**ZU ERLEDIGEN**
1 – Schreibe im Textauszug die Stelle, die mit „Dann fahren wir“ beginnt und bis „und der Bratwurst.“ reicht, neu und ersetze dabei „megastolz“ durch „sehr stolz“.
2 – Bitte nenne, wo Finn laut dem Textauszug einen lässigen Spot entdeckt hat.

**TEXTAUSZUG**
Dann aber auch über Stiegen und Vorsprünge und Bänke – wo und wohin auch immer es ihm gerade taugt: Finn lernt so die Stadt auf eine völlig andere Art kennen, als ich sie kenne. Seine Wege sind völlig andere als meine. Wo ich eine Betonwüste sehe, sieht er einen Park – und unendlich viele Möglichkeiten für Tricks und Sprünge und Lines und – das vor allem – Freude. Der Weg ist für ihn wortwörtlich das Ziel und wenn ich ihn frage, wo er die letzten zwei Stunden war, lautet die Antwort manchmal: „Am Kanal habe ich einen lässigen Spot entdeckt, magst schauen?“

Dann fahren wir gemeinsam gerade einmal fünf Minuten an einen Ort, an dem ich sicher hunderte Male vorbeigeradelt bin – aber jetzt sehe ich dort etwas, was ich so noch nie gesehen habe. Ich schaue Finn zu und bin megastolz. Und wundere mich ganz nebenbei darüber, wie man ein Fahrrad überhaupt so bewegen kann. So, wie er das spielerisch, lachend und mit geradezu traumwandlerischer Sicherheit tut – obwohl ich der Meinung bin, selbst ganz ok Radfahren zu können. Aber da wären wir wieder bei der Suppe und der Bratwurst.

**EINTRÄGE**
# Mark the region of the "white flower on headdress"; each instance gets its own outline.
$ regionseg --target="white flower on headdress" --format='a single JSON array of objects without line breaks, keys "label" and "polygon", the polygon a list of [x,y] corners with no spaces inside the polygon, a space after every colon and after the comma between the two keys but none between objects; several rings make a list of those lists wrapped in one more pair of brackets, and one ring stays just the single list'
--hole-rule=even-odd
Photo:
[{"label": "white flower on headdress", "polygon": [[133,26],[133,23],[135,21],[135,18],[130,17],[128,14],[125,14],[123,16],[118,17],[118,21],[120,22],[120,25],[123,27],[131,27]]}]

--

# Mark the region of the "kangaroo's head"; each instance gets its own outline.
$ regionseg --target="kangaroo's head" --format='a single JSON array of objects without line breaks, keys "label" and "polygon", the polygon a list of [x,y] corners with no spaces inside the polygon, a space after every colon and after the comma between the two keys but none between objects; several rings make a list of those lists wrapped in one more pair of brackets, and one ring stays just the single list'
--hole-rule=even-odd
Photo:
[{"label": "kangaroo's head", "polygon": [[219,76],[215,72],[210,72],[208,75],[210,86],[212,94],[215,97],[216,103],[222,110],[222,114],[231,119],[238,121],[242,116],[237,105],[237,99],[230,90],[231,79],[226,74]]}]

**LÖSUNGEN**
1 –
Dann fahren wir gemeinsam gerade einmal fünf Minuten an einen Ort, an dem ich sicher hunderte Male vorbeigeradelt bin – aber jetzt sehe ich dort etwas, was ich so noch nie gesehen habe. Ich schaue Finn zu und bin sehr stolz. Und wundere mich ganz nebenbei darüber, wie man ein Fahrrad überhaupt so bewegen kann. So, wie er das spielerisch, lachend und mit geradezu traumwandlerischer Sicherheit tut – obwohl ich der Meinung bin, selbst ganz ok Radfahren zu können. Aber da wären wir wieder bei der Suppe und der Bratwurst.

2 – Am Kanal.